• **Quoted passage**
- Opening Delimiter -
And I choose carefully the books that I read based on how it applies to me. I’m glad to have so many resources to help me think through and apply standards based grading — or no grading; quality formative assessment– and student self-assessment. This is important because no one magic bullet exists, so adding to my playlists and setting them to the melody of my classroom helps me write my own song.

So I’ve been thinking about the same thing– everyone I admire is writing a book, and what I say to myself is: I can do it too, and so can you!

Everybody is writing a book, because everybody has experiences and ideas that can help someone else. One little nugget in a book can set me on a new path of exploration for my teaching and learning, and I love that.

So your experience on a project, your example of professional development, or your strategies for student engagement— all of these and more could be a short book that just might help the movement towards more connected learners and more authentic learning closer to reality.

Besides, with all the information out there, as Steve Hargadon once said , “in order to cope, we must give a little bit of our own” [ITEC Keynote 10.18.11].
- Closing Delimiter -
• **Supplied data**
- Opening Delimiter -
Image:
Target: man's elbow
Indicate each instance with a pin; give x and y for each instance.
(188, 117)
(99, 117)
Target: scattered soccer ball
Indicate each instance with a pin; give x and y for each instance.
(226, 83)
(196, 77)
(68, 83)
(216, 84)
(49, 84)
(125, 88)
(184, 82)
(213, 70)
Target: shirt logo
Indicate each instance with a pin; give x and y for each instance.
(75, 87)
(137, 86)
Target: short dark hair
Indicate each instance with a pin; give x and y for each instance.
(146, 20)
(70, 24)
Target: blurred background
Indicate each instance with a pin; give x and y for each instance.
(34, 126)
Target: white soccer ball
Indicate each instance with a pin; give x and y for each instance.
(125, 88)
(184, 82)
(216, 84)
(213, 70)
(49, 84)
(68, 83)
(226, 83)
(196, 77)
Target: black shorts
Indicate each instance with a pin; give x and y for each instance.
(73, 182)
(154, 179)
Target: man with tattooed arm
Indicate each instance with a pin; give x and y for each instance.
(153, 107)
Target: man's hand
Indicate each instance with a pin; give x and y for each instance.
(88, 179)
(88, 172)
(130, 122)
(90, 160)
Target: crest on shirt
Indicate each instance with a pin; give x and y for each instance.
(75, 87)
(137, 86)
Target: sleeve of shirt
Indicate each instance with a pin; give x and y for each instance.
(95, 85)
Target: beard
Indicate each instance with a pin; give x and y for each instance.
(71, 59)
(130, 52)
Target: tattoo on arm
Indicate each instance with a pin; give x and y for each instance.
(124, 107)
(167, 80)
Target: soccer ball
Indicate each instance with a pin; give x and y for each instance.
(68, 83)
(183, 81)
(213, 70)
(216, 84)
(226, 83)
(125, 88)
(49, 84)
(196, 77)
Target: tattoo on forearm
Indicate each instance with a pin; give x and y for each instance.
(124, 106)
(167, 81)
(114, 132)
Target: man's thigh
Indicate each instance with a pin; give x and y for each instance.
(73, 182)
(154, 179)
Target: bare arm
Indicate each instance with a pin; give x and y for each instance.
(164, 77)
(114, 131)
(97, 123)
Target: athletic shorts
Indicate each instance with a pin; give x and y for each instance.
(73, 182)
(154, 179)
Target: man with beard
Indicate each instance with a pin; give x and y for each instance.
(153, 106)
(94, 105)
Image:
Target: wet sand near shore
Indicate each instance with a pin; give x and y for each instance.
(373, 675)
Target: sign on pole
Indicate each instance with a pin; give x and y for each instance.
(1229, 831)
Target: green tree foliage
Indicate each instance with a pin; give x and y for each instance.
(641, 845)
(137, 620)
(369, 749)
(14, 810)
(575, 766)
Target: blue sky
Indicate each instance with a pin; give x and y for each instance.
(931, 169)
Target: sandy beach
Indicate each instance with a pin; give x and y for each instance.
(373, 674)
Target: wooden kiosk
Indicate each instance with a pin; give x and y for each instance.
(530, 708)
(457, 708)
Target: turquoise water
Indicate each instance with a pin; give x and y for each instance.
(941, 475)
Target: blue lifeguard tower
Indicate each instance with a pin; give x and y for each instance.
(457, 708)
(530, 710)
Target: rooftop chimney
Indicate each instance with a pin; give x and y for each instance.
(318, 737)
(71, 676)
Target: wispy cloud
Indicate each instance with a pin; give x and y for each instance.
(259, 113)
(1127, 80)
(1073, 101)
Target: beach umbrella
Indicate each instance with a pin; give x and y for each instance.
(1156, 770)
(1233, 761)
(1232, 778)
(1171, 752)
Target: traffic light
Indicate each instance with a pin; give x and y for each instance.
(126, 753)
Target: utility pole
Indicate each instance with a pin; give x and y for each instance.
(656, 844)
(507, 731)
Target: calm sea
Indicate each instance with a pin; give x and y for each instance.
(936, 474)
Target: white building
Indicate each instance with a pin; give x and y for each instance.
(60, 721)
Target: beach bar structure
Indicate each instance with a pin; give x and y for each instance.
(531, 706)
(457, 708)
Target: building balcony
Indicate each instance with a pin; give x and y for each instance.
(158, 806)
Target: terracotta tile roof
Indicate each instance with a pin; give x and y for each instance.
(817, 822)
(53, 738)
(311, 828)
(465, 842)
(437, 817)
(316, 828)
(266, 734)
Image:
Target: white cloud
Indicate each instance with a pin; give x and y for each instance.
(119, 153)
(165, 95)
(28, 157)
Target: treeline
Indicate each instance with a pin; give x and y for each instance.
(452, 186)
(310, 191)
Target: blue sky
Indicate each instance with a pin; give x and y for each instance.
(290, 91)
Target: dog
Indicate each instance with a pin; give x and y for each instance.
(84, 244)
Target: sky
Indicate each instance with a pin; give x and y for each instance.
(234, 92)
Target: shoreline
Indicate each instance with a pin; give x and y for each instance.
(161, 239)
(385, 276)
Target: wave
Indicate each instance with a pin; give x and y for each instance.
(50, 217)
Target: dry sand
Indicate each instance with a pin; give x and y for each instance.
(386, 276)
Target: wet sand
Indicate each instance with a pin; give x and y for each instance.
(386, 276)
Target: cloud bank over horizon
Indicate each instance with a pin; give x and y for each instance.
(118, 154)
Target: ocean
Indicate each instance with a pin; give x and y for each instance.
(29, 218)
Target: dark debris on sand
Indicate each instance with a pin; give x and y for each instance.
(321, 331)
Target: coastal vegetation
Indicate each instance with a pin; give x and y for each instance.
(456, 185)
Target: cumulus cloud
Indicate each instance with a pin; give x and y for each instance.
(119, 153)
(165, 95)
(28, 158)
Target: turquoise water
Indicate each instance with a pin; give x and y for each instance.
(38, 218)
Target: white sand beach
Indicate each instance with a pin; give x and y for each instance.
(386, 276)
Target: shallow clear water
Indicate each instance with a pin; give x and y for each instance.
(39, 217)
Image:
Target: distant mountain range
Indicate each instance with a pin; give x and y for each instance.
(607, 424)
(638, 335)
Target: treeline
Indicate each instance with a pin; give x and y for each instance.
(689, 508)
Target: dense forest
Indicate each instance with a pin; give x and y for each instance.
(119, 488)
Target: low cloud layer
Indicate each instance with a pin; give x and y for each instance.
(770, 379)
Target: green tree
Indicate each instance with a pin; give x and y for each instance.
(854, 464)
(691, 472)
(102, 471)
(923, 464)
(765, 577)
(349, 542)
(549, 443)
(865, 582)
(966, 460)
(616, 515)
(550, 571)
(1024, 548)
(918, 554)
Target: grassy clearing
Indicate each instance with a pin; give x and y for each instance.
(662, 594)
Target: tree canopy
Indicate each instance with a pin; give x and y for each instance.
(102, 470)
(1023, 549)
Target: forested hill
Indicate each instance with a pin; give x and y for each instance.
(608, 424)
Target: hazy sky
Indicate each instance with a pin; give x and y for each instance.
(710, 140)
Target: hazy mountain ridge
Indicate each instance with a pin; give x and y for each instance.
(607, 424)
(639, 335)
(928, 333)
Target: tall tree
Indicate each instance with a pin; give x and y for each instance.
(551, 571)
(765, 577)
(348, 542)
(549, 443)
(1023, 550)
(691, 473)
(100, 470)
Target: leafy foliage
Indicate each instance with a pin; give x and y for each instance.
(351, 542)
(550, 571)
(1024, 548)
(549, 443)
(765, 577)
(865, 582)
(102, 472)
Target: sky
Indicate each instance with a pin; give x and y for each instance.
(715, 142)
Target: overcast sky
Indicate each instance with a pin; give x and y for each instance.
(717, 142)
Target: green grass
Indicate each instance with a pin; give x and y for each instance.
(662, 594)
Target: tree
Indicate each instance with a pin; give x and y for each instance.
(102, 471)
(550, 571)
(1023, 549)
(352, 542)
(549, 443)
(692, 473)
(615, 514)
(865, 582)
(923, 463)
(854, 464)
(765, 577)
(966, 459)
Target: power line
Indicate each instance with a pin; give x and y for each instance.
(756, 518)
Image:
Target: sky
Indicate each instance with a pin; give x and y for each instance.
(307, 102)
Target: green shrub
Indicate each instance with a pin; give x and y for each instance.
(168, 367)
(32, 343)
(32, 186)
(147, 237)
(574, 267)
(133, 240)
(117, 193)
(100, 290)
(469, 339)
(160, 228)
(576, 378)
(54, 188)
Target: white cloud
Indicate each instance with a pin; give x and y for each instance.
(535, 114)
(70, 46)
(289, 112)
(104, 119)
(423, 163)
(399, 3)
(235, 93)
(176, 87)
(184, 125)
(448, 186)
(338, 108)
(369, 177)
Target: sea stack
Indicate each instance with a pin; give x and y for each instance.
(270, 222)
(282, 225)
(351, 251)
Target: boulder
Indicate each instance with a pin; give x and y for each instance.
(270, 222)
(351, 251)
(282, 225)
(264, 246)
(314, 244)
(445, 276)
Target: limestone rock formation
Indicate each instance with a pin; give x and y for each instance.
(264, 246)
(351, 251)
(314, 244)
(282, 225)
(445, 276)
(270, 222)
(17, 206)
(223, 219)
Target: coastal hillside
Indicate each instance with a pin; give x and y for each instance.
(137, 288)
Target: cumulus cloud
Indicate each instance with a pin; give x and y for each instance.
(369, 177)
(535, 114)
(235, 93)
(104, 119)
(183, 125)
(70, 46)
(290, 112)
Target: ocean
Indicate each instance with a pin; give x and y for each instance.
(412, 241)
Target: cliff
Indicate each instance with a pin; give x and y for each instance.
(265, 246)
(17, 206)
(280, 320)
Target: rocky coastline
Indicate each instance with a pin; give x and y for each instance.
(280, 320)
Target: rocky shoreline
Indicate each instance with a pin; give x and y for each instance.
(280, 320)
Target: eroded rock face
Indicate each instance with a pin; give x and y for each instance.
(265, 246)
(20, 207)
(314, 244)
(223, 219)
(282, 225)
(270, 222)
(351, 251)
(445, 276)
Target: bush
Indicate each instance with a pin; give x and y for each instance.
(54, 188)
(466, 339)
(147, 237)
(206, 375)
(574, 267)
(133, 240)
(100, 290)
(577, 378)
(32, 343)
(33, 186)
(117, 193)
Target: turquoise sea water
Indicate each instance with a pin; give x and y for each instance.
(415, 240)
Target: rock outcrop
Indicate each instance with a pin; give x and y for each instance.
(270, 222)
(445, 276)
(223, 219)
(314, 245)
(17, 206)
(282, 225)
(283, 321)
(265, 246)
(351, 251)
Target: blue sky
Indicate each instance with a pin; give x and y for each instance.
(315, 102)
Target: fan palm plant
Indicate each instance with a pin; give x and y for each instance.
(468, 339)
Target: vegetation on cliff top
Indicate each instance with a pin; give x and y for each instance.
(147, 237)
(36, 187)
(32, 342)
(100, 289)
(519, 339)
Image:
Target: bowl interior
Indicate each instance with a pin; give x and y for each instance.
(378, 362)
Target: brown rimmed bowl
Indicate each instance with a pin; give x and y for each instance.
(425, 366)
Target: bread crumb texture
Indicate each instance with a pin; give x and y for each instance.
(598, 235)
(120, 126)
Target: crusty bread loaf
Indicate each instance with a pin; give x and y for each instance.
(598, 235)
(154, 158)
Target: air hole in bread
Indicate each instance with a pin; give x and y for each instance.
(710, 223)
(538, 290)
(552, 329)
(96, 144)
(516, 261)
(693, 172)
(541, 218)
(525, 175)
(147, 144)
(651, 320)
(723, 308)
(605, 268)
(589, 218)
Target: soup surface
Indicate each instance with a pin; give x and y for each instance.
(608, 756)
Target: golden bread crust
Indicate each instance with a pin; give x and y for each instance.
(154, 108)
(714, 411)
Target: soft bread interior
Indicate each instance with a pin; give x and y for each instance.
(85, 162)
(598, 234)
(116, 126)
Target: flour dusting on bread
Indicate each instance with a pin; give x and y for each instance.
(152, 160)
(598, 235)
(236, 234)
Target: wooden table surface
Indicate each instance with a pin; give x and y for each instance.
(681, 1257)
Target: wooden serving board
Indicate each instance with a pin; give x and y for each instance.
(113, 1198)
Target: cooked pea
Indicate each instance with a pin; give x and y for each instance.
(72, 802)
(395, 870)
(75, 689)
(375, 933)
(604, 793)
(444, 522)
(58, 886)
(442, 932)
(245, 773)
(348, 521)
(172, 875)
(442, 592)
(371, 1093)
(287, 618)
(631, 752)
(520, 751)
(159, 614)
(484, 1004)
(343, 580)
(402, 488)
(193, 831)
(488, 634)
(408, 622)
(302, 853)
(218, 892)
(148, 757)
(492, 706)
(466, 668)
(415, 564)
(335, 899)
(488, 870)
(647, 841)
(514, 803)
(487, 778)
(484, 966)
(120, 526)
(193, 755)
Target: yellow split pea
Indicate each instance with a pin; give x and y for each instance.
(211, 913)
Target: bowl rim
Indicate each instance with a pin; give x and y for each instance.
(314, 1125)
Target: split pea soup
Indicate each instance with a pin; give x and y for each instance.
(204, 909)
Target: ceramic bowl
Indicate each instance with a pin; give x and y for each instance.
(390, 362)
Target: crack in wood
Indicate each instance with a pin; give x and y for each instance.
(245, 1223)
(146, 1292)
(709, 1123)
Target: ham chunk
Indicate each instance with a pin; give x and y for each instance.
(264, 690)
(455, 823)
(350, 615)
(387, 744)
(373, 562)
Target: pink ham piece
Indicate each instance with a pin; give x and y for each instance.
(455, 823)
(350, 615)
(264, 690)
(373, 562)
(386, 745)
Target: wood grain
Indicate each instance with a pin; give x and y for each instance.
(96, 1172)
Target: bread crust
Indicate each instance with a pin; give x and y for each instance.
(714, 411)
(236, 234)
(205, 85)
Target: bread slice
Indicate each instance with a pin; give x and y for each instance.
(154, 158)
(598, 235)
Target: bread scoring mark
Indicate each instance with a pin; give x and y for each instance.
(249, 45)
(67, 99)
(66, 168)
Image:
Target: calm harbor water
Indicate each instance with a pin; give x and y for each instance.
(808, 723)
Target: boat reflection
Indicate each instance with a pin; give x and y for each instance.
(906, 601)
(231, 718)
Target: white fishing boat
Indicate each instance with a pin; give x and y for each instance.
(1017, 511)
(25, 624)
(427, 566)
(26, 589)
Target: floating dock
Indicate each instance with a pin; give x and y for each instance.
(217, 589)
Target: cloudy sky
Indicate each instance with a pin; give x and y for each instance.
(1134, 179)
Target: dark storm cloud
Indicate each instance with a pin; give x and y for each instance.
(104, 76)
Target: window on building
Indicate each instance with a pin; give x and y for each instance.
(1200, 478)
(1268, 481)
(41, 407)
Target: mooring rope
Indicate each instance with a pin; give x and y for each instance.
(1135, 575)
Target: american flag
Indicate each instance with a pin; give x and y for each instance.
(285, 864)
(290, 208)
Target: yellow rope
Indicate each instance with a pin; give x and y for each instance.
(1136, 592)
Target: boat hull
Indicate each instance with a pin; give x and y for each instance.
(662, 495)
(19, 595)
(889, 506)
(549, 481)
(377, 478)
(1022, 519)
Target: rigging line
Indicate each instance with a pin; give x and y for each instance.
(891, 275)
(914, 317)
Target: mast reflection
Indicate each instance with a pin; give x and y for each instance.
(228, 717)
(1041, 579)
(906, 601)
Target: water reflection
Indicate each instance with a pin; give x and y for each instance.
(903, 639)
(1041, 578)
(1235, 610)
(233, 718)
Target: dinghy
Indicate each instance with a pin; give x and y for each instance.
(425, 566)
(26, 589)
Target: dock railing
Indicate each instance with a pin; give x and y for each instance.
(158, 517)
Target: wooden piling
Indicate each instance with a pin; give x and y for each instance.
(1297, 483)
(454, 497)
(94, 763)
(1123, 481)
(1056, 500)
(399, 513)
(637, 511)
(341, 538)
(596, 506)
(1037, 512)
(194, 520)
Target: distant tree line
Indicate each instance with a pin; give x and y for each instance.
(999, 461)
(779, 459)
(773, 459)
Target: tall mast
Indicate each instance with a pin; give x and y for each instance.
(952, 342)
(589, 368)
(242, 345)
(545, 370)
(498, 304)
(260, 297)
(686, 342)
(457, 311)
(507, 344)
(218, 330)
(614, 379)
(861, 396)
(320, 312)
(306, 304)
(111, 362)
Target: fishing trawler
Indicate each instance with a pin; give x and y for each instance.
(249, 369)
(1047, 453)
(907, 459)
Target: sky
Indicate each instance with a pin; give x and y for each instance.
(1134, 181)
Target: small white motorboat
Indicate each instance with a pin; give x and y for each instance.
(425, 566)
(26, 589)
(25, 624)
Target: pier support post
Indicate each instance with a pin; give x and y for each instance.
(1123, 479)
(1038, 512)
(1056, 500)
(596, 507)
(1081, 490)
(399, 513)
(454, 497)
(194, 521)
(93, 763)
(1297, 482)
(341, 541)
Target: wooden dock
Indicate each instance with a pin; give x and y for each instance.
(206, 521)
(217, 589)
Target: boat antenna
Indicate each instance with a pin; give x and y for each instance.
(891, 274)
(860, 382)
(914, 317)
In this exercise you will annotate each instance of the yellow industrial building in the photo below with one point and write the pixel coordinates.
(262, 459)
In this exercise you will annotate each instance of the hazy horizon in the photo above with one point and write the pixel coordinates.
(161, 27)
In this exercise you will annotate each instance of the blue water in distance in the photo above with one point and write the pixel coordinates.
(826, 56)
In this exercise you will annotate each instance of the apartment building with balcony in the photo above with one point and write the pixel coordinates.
- Closing Delimiter -
• **Task goal**
Reproduce the full passage about everyone writing a book, word for word. These entries have nothing to do with the passage about everyone writing a book.

• **Solved problem**
And I choose carefully the books that I read based on how it applies to me. I’m glad to have so many resources to help me think through and apply standards based grading — or no grading; quality formative assessment– and student self-assessment. This is important because no one magic bullet exists, so adding to my playlists and setting them to the melody of my classroom helps me write my own song.

So I’ve been thinking about the same thing– everyone I admire is writing a book, and what I say to myself is: I can do it too, and so can you!

Everybody is writing a book, because everybody has experiences and ideas that can help someone else. One little nugget in a book can set me on a new path of exploration for my teaching and learning, and I love that.

So your experience on a project, your example of professional development, or your strategies for student engagement— all of these and more could be a short book that just might help the movement towards more connected learners and more authentic learning closer to reality.

Besides, with all the information out there, as Steve Hargadon once said , “in order to cope, we must give a little bit of our own” [ITEC Keynote 10.18.11].